**Text:**
The three major metastatic pathways of ovarian cancer are direct spread, intraperitoneal implantation, and lymphatic metastasis. Its metastasis is characterized by extensive pelvic and intraperitoneal metastases, including retroperitoneal lymph node metastases. It has been reported that the probabilities of finding lymph node metastases in the early and late stages of ovarian cancer are 13–20% and 50%, respectively. The prognosis is mainly related to the location and size of lymph node metastasis. Involvement of para-aortic lymph nodes with malignant cells along ovarian vessels is the earliest route of lymphatic spread, followed by pelvic and inguinal lymph nodes. Involvement of para-aortic lymph nodes only in advanced stages has a better prognosis compared with pelvic lymph node involvement or involvement of both systems, and tumor size less than or equal to 10mm has better survival benefit (2). Lymphadenectomy will increase the incidence of surgery-related complications, including lymphatic cysts, lower limb edema, lymphatic leakage, and vascular disease. It will also increase the treatment burden and affect the patients’ quality of life. There has, therefore, been extensive controversy regarding lymphadenectomy for ovarian cancer.

**Recorded data:**
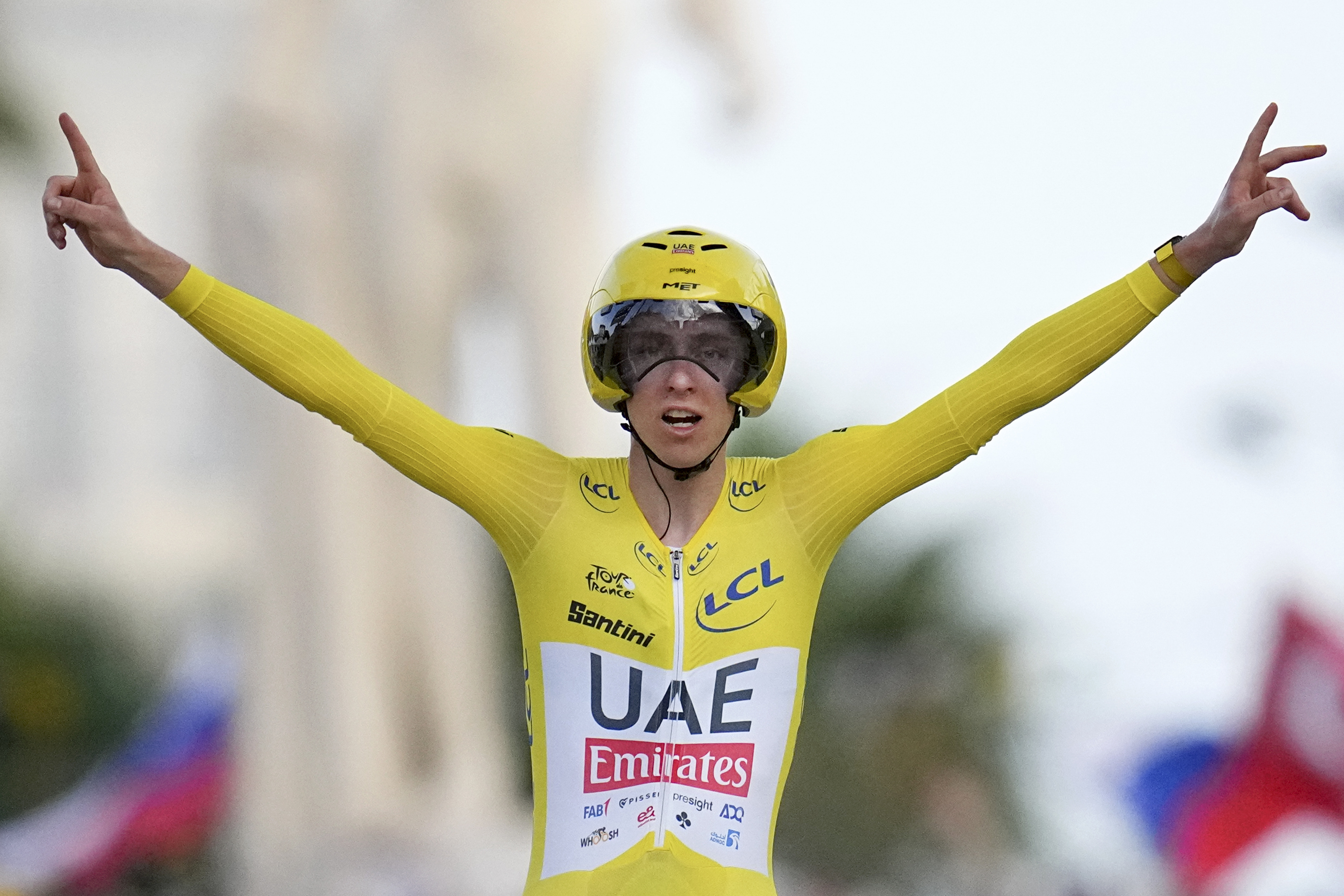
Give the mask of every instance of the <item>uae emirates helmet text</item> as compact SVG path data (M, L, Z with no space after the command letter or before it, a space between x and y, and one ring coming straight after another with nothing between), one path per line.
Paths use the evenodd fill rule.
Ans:
M734 334L732 348L632 336L637 321L708 321ZM607 262L583 314L583 377L593 400L620 411L634 384L660 363L688 360L728 390L746 416L770 408L785 361L784 310L770 273L742 243L702 227L660 230Z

**What needs to be done:**
Please return the full text on ovarian cancer metastasis above, word for word.

**Written answer:**
The three major metastatic pathways of ovarian cancer are direct spread, intraperitoneal implantation, and lymphatic metastasis. Its metastasis is characterized by extensive pelvic and intraperitoneal metastases, including retroperitoneal lymph node metastases. It has been reported that the probabilities of finding lymph node metastases in the early and late stages of ovarian cancer are 13–20% and 50%, respectively. The prognosis is mainly related to the location and size of lymph node metastasis. Involvement of para-aortic lymph nodes with malignant cells along ovarian vessels is the earliest route of lymphatic spread, followed by pelvic and inguinal lymph nodes. Involvement of para-aortic lymph nodes only in advanced stages has a better prognosis compared with pelvic lymph node involvement or involvement of both systems, and tumor size less than or equal to 10mm has better survival benefit (2). Lymphadenectomy will increase the incidence of surgery-related complications, including lymphatic cysts, lower limb edema, lymphatic leakage, and vascular disease. It will also increase the treatment burden and affect the patients’ quality of life. There has, therefore, been extensive controversy regarding lymphadenectomy for ovarian cancer.